_Required action A:_ In the passage about Widgery, retype the part that opens with the words containing "One of the joys" and closes with "but they work.".
_Required action B:_
Answer these questions from the passage about Widgery:
(i) For which journal did Widgery write a series of articles from the mid-1980s?
(ii) What was the title of Widgery's last book?
(iii) What did the nurses tuck into Molly's death wraps?

_Reading passage:_
━━━━━━━━━━━━━━━━━━━━

The patients were again the theme of a series of articles which Widgery wrote from the mid-1980s for the British Medical Journal. He used this platform to condemn the privatization of psychiatric care and to criticize the nation’s psychiatrists for listening in silence to a dull homily from Prince Charles (now, of course, the king). Three of Widgery’s books — Health in Danger, The National Health: A Radical Perspective, and Some Lives — were dedicated to the struggle to save the NHS from the privatizers, the neoliberals, and the businesses that sought to leech off it.

The last great cause of Widgery’s life was the NHS.

In Widgery’s last book, Some Lives, he describes the noisy kids, the cancer victims, the newsagents with strike collection boxes on their counters, the drunk night cleaners and feuding neighbors to whom he gave his time. He was describing a working class that he was glad to serve — even in the absence of collective protest. They were still better than the bourgeoisie:

What always strikes me about those condescending documentaries about the poor East Enders, ignorant, ill and probably racist into the bargain, is exactly the reverse: how well the modern Cockneys do in circumstances which their “betters” would find impossible. How much better they would do if their material conditions were hoisted a few notches up the class system. And yet how much more common decency, respect for humanity, honour and humour they possess than so many of the middle and upper classes who despite lip service to collective interests in fact approach life in a spirit of naked self-interest.

One of the joys of Some Lives is the book’s fascination with bodies. A typical passage is devoted to the wonder of human birth:

“Delivered” through the biggest door that is ever opened in life. Such joy and physical creativity after the vomiting, piles and stretched pains of pregnancy, the dreadful force of labour and the blood and shit and waters of birth. To the final shock and delight of suckling the immaculate, slippery, vernix-coated living being: the proof that bodies aren’t just wonderful ideas but they work.

In Widgery’s writing, blood and shit are creative forces that enable the body to thrive. The resulting vitality serves as a reminder that people can defeat all the obstacles that class society puts in front of them.

Widgery was not merely a doctor but also a patient — sometimes the partner or parent of patients. They included his daughter Molly, who died in NHS care within months of her birth:

Molly was born and so nearly lived only because of a chain of organized and unselfish human beings which stretched from the unknown blood donors whose gift sustained her in the womb to the nurses who got Molly and us through so many nights and still spared a thought to tuck a white carnation in her death wraps. In the 1980s, politically dominated by the philosophy of possessive individualism, the NHS still allows a different set of values to flourish. And it makes manifest the spirit of human solidarity which is at the core of socialism, and which our present rulers are so concerned to eradicate. While Molly’s death is a tragedy, her life was something brave and marvellous.

━━━━━━━━━━━━━━━━━━━━

_Given records:_
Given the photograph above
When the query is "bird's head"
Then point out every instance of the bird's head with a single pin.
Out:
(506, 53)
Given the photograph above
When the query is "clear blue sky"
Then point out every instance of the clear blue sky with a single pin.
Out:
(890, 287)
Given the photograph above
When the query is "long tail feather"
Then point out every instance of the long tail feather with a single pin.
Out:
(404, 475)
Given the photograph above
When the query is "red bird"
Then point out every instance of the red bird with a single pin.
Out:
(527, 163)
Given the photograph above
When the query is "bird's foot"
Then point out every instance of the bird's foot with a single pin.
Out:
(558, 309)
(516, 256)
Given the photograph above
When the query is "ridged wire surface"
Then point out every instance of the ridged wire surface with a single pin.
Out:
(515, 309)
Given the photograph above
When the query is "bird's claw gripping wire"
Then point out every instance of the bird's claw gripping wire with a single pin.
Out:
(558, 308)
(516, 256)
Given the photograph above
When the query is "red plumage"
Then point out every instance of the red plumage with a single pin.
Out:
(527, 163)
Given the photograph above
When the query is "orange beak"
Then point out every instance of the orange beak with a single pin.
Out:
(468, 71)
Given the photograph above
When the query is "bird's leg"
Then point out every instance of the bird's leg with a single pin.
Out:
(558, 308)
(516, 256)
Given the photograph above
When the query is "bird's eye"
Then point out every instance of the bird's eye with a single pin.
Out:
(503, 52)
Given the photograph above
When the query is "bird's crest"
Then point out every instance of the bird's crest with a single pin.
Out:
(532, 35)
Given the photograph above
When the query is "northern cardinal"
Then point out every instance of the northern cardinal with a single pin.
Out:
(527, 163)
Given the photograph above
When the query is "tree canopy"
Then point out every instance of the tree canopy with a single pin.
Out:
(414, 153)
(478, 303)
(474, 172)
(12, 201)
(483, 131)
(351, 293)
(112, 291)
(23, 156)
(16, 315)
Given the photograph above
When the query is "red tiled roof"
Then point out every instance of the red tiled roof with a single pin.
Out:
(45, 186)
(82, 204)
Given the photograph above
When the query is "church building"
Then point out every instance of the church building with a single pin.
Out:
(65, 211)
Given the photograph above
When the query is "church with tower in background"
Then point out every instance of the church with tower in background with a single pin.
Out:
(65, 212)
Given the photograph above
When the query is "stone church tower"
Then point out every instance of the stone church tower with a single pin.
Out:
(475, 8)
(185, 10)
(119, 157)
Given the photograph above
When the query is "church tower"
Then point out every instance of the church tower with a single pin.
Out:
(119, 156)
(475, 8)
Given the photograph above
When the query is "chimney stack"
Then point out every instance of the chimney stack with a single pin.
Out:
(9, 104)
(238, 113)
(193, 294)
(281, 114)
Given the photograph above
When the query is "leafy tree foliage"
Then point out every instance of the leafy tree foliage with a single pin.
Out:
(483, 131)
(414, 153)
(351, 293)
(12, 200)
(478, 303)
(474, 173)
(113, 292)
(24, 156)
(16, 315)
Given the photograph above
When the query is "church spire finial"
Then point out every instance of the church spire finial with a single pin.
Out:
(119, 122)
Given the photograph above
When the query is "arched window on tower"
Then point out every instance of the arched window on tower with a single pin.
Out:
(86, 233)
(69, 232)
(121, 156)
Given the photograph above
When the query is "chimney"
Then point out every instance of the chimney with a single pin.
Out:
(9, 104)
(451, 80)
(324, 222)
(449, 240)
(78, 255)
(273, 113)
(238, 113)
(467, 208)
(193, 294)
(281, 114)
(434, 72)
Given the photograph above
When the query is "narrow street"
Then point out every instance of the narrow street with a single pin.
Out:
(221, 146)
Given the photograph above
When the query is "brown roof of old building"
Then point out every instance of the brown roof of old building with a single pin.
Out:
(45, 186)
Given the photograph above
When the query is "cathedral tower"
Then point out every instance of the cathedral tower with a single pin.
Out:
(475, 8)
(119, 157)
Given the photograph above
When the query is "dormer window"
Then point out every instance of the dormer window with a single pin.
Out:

━━━━━━━━━━━━━━━━━━━━

_Exercise response A:_
One of the joys of Some Lives is the book’s fascination with bodies. A typical passage is devoted to the wonder of human birth:

“Delivered” through the biggest door that is ever opened in life. Such joy and physical creativity after the vomiting, piles and stretched pains of pregnancy, the dreadful force of labour and the blood and shit and waters of birth. To the final shock and delight of suckling the immaculate, slippery, vernix-coated living being: the proof that bodies aren’t just wonderful ideas but they work.

_Exercise response B:_
(i) The British Medical Journal
(ii) Some Lives
(iii) A white carnation